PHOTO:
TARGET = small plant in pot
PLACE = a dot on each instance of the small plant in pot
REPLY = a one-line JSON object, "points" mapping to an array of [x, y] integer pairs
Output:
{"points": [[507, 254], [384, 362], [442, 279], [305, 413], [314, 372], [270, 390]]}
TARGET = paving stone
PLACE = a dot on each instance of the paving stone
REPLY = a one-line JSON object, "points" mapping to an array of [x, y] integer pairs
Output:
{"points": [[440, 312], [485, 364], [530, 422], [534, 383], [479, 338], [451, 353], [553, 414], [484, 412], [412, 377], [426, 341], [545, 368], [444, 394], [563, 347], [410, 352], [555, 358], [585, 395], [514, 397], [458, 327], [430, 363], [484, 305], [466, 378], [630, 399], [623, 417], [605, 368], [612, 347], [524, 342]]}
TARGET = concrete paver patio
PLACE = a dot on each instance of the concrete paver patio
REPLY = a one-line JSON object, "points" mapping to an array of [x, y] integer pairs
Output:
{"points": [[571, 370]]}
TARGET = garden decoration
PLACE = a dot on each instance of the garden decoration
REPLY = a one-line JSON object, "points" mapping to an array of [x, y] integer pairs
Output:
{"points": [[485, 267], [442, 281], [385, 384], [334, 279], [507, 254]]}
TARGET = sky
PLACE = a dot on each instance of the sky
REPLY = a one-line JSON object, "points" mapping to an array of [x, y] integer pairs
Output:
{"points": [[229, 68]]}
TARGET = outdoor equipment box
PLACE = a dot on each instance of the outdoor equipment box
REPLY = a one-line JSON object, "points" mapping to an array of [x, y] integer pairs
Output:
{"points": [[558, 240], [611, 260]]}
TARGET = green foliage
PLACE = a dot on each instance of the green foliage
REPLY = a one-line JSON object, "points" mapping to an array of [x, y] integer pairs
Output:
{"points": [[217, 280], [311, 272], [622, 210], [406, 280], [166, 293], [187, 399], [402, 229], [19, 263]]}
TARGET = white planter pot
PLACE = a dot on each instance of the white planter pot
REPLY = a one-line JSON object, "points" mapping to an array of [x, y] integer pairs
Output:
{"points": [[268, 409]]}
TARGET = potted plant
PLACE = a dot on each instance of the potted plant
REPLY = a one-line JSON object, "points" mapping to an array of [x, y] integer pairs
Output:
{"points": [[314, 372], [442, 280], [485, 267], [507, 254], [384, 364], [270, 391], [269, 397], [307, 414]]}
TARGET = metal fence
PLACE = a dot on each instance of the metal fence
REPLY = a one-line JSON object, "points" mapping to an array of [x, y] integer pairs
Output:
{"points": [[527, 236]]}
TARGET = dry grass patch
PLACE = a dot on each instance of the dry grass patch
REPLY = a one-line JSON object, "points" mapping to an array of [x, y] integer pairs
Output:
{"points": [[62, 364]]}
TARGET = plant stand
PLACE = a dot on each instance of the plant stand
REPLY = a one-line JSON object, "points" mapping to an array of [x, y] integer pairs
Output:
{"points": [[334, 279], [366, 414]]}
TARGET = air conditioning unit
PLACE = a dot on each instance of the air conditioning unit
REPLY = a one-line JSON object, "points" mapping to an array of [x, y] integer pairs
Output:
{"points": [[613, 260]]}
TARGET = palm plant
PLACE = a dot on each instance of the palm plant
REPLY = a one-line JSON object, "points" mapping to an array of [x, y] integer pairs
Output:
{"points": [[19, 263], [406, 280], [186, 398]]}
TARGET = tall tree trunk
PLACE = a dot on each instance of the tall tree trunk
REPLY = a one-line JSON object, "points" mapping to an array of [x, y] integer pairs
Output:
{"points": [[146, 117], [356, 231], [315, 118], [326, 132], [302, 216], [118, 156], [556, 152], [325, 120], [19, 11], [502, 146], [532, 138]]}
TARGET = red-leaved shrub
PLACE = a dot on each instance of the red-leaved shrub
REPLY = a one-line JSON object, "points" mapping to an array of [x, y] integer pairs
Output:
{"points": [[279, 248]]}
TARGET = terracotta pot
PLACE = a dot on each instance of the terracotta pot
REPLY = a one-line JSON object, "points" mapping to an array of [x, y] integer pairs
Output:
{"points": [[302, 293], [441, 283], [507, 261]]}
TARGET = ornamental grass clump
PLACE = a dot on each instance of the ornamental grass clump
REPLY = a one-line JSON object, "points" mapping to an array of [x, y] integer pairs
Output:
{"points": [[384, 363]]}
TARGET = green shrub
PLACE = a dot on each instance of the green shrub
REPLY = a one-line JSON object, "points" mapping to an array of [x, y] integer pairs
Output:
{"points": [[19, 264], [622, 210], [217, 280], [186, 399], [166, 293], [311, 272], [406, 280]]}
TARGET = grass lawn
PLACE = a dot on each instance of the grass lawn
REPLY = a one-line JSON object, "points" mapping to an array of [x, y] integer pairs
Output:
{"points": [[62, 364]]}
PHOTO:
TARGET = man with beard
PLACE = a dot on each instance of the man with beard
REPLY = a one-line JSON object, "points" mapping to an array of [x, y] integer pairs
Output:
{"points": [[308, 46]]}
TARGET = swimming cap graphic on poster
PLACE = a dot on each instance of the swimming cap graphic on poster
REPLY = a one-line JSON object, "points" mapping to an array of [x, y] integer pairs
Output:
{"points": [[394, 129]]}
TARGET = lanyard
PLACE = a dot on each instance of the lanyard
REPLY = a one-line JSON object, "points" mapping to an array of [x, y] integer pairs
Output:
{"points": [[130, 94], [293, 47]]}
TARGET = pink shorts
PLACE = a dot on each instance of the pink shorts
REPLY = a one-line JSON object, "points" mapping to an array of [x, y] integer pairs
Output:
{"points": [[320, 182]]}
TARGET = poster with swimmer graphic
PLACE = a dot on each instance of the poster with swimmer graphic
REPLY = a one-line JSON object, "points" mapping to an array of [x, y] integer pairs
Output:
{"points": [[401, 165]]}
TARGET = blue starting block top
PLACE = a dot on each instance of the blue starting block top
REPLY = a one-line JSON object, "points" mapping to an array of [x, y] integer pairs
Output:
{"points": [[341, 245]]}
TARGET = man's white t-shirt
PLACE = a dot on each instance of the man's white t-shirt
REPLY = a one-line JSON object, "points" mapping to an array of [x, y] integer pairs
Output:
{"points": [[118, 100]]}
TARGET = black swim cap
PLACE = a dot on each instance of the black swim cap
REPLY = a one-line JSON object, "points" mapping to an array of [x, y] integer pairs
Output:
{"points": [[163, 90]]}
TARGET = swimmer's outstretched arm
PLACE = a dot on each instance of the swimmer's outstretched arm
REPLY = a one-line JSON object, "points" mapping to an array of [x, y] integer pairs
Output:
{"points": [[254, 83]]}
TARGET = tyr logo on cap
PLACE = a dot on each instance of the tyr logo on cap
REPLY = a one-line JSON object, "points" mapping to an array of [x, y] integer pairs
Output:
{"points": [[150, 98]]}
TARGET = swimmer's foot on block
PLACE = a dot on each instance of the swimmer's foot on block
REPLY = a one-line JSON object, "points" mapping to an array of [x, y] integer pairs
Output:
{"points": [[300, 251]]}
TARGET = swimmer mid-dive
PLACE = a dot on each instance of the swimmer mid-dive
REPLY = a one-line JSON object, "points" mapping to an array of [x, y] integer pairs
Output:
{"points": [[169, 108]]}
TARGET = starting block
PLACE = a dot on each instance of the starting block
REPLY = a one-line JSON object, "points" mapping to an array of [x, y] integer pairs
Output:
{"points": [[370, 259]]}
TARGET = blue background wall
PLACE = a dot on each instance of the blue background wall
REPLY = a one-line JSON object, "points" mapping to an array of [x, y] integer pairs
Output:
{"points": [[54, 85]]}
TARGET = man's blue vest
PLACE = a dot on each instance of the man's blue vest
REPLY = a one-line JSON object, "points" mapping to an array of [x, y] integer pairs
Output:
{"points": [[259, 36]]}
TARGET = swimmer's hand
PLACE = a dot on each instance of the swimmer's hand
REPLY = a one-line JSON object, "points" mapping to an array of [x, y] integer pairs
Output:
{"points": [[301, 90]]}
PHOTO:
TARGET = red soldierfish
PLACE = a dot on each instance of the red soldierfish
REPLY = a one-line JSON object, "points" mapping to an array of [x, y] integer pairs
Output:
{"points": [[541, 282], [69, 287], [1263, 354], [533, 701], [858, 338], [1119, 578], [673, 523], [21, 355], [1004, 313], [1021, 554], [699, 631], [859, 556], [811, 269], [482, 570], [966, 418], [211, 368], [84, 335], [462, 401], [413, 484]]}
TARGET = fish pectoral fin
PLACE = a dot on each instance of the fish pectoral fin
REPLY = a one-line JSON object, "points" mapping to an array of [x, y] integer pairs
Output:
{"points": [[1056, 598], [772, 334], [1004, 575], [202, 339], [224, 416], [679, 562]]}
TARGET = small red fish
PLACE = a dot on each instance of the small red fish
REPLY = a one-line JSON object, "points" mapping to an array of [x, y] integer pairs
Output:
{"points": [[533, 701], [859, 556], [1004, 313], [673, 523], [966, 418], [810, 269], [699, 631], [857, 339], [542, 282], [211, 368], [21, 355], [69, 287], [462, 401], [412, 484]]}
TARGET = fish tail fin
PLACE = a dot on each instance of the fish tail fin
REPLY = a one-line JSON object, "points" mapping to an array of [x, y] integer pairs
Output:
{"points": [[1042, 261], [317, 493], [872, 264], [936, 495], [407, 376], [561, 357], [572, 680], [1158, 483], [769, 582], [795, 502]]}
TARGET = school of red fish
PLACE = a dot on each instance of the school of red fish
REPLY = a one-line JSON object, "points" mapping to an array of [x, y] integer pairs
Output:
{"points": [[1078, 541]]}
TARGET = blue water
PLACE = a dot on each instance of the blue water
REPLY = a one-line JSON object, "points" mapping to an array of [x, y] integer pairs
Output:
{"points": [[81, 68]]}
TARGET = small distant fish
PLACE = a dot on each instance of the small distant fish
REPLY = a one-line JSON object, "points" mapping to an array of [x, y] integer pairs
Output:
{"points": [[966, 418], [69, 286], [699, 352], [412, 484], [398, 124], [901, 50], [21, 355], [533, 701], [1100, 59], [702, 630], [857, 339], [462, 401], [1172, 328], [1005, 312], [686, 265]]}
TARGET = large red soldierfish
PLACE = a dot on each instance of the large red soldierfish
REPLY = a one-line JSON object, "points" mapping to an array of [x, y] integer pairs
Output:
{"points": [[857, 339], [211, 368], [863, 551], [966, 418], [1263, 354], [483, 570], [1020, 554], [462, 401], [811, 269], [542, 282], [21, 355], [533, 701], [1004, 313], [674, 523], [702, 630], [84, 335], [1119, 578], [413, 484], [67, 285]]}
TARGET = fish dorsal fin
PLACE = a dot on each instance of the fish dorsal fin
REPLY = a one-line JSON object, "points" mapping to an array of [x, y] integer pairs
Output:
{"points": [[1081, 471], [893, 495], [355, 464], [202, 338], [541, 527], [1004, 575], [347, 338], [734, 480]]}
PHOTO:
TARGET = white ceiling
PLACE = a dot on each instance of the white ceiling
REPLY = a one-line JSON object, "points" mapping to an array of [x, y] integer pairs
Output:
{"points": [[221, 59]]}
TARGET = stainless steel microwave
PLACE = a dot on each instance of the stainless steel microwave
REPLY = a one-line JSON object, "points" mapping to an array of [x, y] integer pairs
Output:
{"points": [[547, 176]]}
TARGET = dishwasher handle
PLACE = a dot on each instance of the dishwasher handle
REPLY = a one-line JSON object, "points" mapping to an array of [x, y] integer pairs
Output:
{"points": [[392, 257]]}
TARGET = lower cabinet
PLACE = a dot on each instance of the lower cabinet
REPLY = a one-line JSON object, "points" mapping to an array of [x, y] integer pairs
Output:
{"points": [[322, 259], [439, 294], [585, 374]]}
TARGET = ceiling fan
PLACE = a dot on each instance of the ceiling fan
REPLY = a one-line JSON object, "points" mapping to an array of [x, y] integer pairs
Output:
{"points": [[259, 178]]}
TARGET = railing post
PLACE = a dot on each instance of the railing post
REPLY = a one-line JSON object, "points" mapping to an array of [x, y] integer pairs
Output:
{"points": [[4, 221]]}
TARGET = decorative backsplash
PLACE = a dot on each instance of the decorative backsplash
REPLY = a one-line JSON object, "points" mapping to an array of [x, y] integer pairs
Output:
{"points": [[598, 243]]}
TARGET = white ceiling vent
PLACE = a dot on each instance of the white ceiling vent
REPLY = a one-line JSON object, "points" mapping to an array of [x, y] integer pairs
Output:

*Problem*:
Your task is to restate, word for word, only those lines above that fall between the line holding "TARGET = garden decoration" and the line holding "PLACE = a dot on each instance of the green foliage", inclusive.

*Worked solution*:
TARGET = garden decoration
PLACE = a dot on each instance of the garden decoration
REPLY = a one-line JSON object, "points" mapping to an array of [x, y] integer pairs
Output:
{"points": [[485, 267], [442, 281], [385, 384], [334, 279], [507, 254]]}
TARGET = sky
PLACE = a dot on each instance of the sky
REPLY = a one-line JSON object, "points" mapping to an array of [x, y] integer pairs
Output:
{"points": [[229, 68]]}
TARGET = outdoor equipment box
PLACE = a dot on each instance of the outdoor equipment box
REPLY = a one-line JSON object, "points" mapping to an array of [x, y] integer pairs
Output:
{"points": [[558, 240], [611, 260]]}
TARGET = green foliage
PLACE = a dot on each instance of the green foliage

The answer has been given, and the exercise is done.